Task directions:
Your answer should be one number: the count of lines below that contain "segment".

Start of Records provided

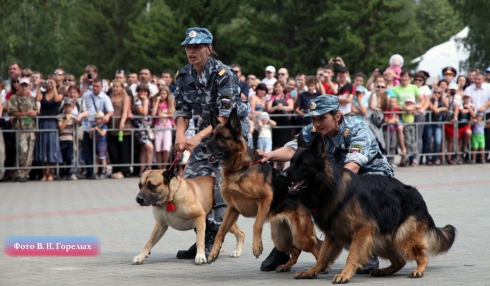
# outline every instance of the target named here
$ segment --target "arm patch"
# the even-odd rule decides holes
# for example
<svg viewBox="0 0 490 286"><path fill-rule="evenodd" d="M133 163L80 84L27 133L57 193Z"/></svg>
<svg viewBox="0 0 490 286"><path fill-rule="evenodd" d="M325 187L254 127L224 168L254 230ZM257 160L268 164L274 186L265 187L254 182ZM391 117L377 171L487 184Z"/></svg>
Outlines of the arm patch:
<svg viewBox="0 0 490 286"><path fill-rule="evenodd" d="M230 108L230 106L231 106L231 95L221 96L221 105L224 108Z"/></svg>
<svg viewBox="0 0 490 286"><path fill-rule="evenodd" d="M362 146L361 145L352 145L349 147L349 153L361 153Z"/></svg>

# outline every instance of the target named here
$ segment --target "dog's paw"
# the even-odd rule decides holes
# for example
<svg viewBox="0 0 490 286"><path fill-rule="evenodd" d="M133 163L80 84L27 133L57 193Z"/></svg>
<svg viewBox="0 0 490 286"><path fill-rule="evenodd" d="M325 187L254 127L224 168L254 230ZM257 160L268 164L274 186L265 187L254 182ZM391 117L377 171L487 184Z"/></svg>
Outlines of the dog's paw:
<svg viewBox="0 0 490 286"><path fill-rule="evenodd" d="M349 280L350 280L349 277L347 277L346 275L343 275L341 273L341 274L337 274L333 277L332 283L333 284L345 284L345 283L349 283Z"/></svg>
<svg viewBox="0 0 490 286"><path fill-rule="evenodd" d="M329 270L329 269L328 269L328 267L327 267L327 268L323 269L323 271L321 271L321 272L320 272L320 274L328 274L328 270Z"/></svg>
<svg viewBox="0 0 490 286"><path fill-rule="evenodd" d="M424 271L417 269L410 271L410 274L408 275L410 278L422 278L422 276L424 276Z"/></svg>
<svg viewBox="0 0 490 286"><path fill-rule="evenodd" d="M253 242L252 243L252 251L255 256L255 258L259 258L259 256L262 254L262 251L264 250L264 247L262 246L262 240L259 242Z"/></svg>
<svg viewBox="0 0 490 286"><path fill-rule="evenodd" d="M218 259L218 251L211 250L211 252L208 255L208 263L211 264Z"/></svg>
<svg viewBox="0 0 490 286"><path fill-rule="evenodd" d="M241 254L242 254L241 251L233 250L233 252L230 254L230 257L238 258L240 257Z"/></svg>
<svg viewBox="0 0 490 286"><path fill-rule="evenodd" d="M279 272L289 272L289 271L291 271L291 267L287 267L286 265L279 265L276 268L276 272L277 273L279 273Z"/></svg>
<svg viewBox="0 0 490 286"><path fill-rule="evenodd" d="M383 277L386 275L388 275L388 274L386 272L384 272L384 269L374 268L373 271L371 271L371 276Z"/></svg>
<svg viewBox="0 0 490 286"><path fill-rule="evenodd" d="M294 275L294 279L313 279L316 276L317 276L317 274L313 271L298 270L298 271L296 271L296 274Z"/></svg>
<svg viewBox="0 0 490 286"><path fill-rule="evenodd" d="M144 254L140 254L138 256L135 256L133 258L133 265L140 265L143 263L143 261L145 260L145 258L147 258L148 256L144 255Z"/></svg>
<svg viewBox="0 0 490 286"><path fill-rule="evenodd" d="M201 265L201 264L206 263L206 255L204 255L204 253L196 254L195 262L196 262L196 265Z"/></svg>

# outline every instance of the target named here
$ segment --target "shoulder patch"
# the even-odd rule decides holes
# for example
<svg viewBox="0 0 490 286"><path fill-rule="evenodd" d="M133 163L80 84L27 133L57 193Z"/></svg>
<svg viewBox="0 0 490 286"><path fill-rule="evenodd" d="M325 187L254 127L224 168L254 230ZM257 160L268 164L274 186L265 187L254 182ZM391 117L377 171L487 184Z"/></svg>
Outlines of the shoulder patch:
<svg viewBox="0 0 490 286"><path fill-rule="evenodd" d="M349 147L349 153L361 153L362 146L361 145L352 145Z"/></svg>
<svg viewBox="0 0 490 286"><path fill-rule="evenodd" d="M175 77L177 78L179 76L179 71L175 73Z"/></svg>
<svg viewBox="0 0 490 286"><path fill-rule="evenodd" d="M345 131L344 131L344 137L347 137L347 135L349 135L349 132L350 132L350 129L349 128L345 129Z"/></svg>
<svg viewBox="0 0 490 286"><path fill-rule="evenodd" d="M313 102L313 103L314 103L314 102ZM313 132L313 133L315 133L315 132L316 132L316 128L315 128L315 126L312 126L312 127L311 127L311 132Z"/></svg>
<svg viewBox="0 0 490 286"><path fill-rule="evenodd" d="M223 76L225 73L226 73L226 70L222 69L218 74L219 74L219 76Z"/></svg>
<svg viewBox="0 0 490 286"><path fill-rule="evenodd" d="M230 108L230 106L231 106L231 95L221 96L221 105L225 108Z"/></svg>

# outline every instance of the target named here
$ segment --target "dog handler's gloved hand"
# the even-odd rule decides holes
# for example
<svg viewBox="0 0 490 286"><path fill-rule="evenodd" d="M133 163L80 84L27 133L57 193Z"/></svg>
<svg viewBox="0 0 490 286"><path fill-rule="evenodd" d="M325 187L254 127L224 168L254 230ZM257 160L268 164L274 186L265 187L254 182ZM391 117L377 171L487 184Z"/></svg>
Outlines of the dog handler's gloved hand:
<svg viewBox="0 0 490 286"><path fill-rule="evenodd" d="M177 152L184 152L186 141L187 137L185 137L184 134L177 134L177 138L175 139L175 150L177 150Z"/></svg>

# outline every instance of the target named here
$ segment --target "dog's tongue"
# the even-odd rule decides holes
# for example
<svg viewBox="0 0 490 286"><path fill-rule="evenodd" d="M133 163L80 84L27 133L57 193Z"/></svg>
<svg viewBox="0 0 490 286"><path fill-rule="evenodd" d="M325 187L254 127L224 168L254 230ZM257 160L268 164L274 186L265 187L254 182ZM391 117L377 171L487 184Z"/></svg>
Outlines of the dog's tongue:
<svg viewBox="0 0 490 286"><path fill-rule="evenodd" d="M299 181L299 182L296 182L296 183L293 183L290 187L289 187L289 190L292 191L292 190L295 190L297 189L304 181Z"/></svg>

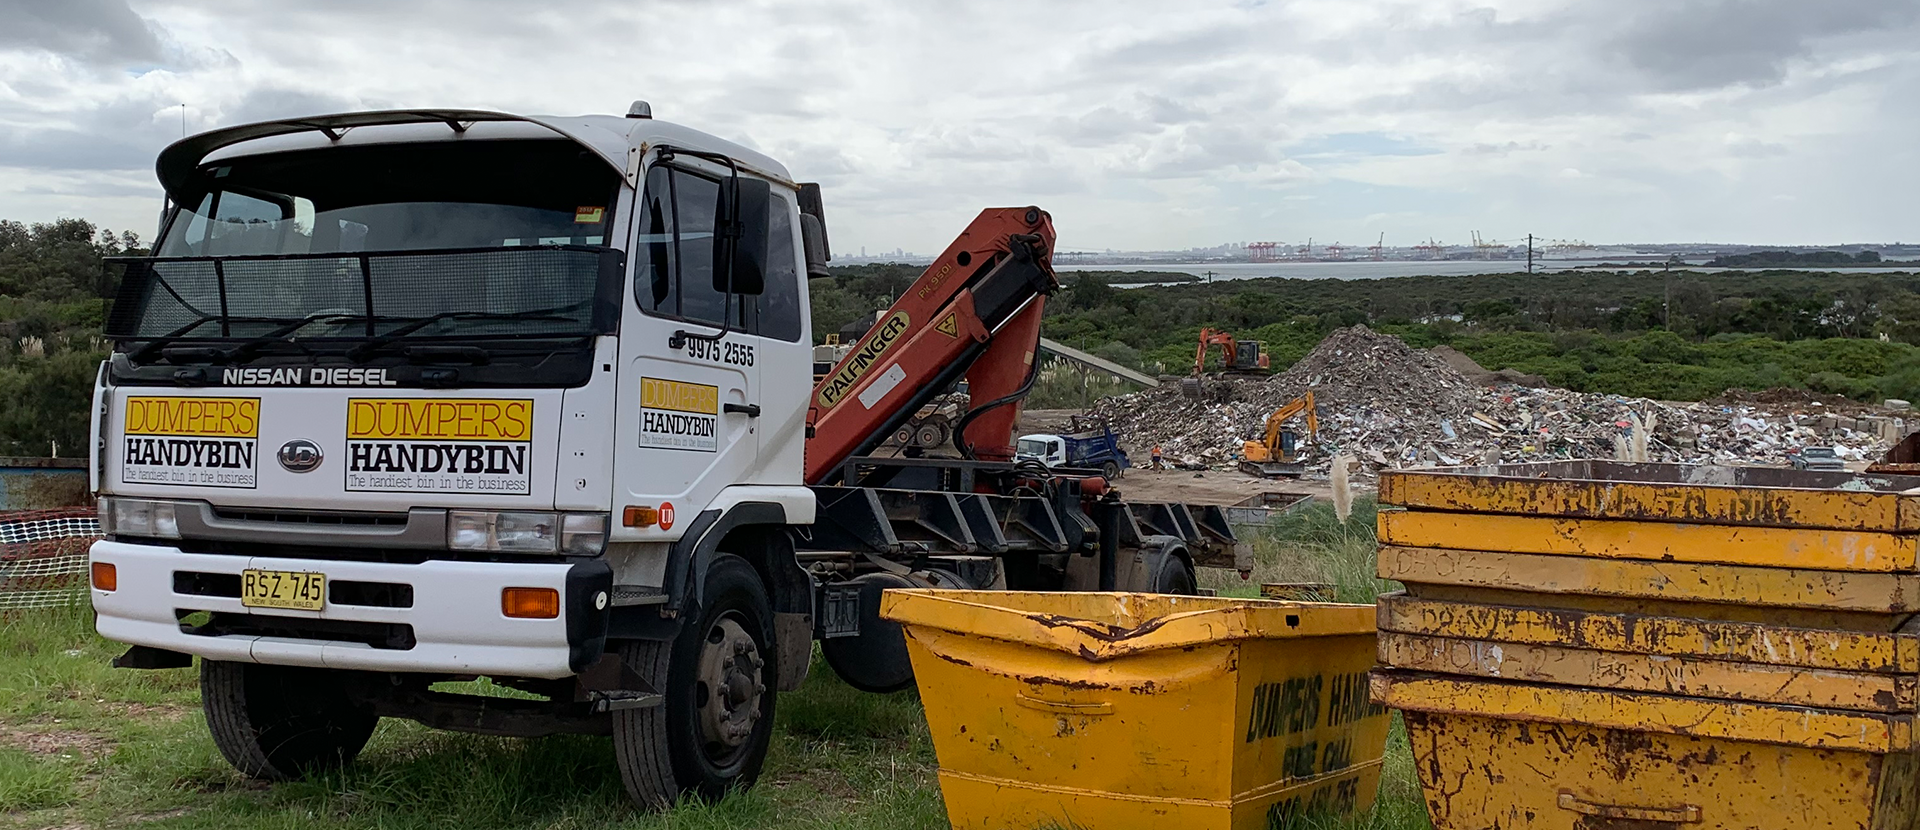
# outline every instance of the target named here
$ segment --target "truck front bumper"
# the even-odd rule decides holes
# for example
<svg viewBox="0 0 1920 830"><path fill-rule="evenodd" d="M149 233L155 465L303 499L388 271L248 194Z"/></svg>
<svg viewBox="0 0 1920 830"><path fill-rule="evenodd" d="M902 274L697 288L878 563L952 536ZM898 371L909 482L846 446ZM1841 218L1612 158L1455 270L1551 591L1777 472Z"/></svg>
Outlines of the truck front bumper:
<svg viewBox="0 0 1920 830"><path fill-rule="evenodd" d="M111 540L94 543L91 559L111 563L118 574L117 590L91 589L95 624L107 639L211 660L357 671L577 674L604 647L612 589L611 571L598 560L389 564L188 553ZM319 611L248 608L238 584L249 568L324 573L333 596ZM336 601L340 586L354 583L361 585L347 600L380 604ZM362 587L368 583L375 587ZM506 616L505 588L559 591L560 616ZM408 593L410 602L399 599ZM195 611L237 624L191 633L181 617Z"/></svg>

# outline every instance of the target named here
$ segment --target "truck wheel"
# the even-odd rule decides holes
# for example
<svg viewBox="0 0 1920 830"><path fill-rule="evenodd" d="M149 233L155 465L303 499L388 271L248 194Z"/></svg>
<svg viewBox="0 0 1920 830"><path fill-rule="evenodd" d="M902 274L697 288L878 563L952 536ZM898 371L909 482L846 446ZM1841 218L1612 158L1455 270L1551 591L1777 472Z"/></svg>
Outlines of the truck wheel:
<svg viewBox="0 0 1920 830"><path fill-rule="evenodd" d="M820 641L820 656L847 685L888 694L913 686L913 660L900 624L880 618L880 598L888 588L924 588L904 576L880 571L849 581L860 586L860 633Z"/></svg>
<svg viewBox="0 0 1920 830"><path fill-rule="evenodd" d="M913 431L913 442L922 449L933 449L947 443L947 428L941 424L925 423Z"/></svg>
<svg viewBox="0 0 1920 830"><path fill-rule="evenodd" d="M773 737L773 604L745 559L707 568L696 619L671 643L629 641L621 661L663 689L665 705L613 713L614 758L634 803L717 801L752 786Z"/></svg>
<svg viewBox="0 0 1920 830"><path fill-rule="evenodd" d="M1189 597L1200 593L1199 580L1194 578L1193 566L1187 564L1185 557L1169 550L1162 551L1157 560L1153 568L1153 593Z"/></svg>
<svg viewBox="0 0 1920 830"><path fill-rule="evenodd" d="M1101 464L1100 474L1103 476L1106 476L1107 481L1109 482L1119 481L1120 480L1120 463L1117 461L1108 461L1104 464Z"/></svg>
<svg viewBox="0 0 1920 830"><path fill-rule="evenodd" d="M301 666L202 660L200 705L227 763L272 781L345 766L380 723L338 672Z"/></svg>

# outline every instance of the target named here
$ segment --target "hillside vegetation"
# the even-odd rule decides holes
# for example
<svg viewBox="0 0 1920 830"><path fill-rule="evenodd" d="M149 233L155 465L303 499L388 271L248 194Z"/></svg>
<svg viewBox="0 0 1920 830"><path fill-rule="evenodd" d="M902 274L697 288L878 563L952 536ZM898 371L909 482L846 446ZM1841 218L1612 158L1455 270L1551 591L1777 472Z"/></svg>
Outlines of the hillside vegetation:
<svg viewBox="0 0 1920 830"><path fill-rule="evenodd" d="M835 326L816 331L884 305L919 270L862 266L815 282L815 319ZM1048 336L1148 371L1184 373L1202 326L1264 341L1280 371L1327 332L1365 323L1584 392L1920 395L1920 275L1906 272L1570 271L1140 288L1062 276Z"/></svg>
<svg viewBox="0 0 1920 830"><path fill-rule="evenodd" d="M0 220L0 455L86 455L102 260L141 253L132 233L80 219Z"/></svg>

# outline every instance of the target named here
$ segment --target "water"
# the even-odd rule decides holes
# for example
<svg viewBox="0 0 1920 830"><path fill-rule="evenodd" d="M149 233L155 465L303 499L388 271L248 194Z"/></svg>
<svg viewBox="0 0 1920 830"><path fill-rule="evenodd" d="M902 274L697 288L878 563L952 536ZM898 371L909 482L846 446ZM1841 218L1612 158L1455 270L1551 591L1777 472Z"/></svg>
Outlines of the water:
<svg viewBox="0 0 1920 830"><path fill-rule="evenodd" d="M1549 259L1534 260L1533 269L1540 271L1561 271L1568 268L1592 268L1609 260L1590 259ZM1611 260L1620 263L1621 260ZM1261 277L1288 277L1302 280L1378 280L1391 277L1452 277L1469 274L1512 274L1527 270L1526 260L1503 259L1462 259L1462 260L1387 260L1383 262L1143 262L1124 265L1081 265L1079 263L1054 263L1056 271L1168 271L1179 274L1192 274L1204 278L1212 271L1216 280L1248 280ZM1657 270L1661 265L1635 265L1627 270ZM1759 270L1738 268L1703 268L1699 265L1684 265L1689 271L1715 273L1719 271ZM1890 268L1787 268L1788 271L1833 271L1843 274L1889 273L1897 269Z"/></svg>

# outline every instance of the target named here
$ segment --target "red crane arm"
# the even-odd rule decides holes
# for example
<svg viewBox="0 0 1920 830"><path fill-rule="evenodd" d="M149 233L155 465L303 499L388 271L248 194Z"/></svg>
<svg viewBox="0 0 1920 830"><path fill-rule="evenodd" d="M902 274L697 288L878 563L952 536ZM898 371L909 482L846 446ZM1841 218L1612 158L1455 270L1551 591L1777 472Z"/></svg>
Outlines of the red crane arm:
<svg viewBox="0 0 1920 830"><path fill-rule="evenodd" d="M963 374L976 411L961 442L982 458L1011 458L1018 393L1046 295L1059 288L1053 242L1046 211L982 211L814 388L807 482L825 483Z"/></svg>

End of Records provided

Problem solution:
10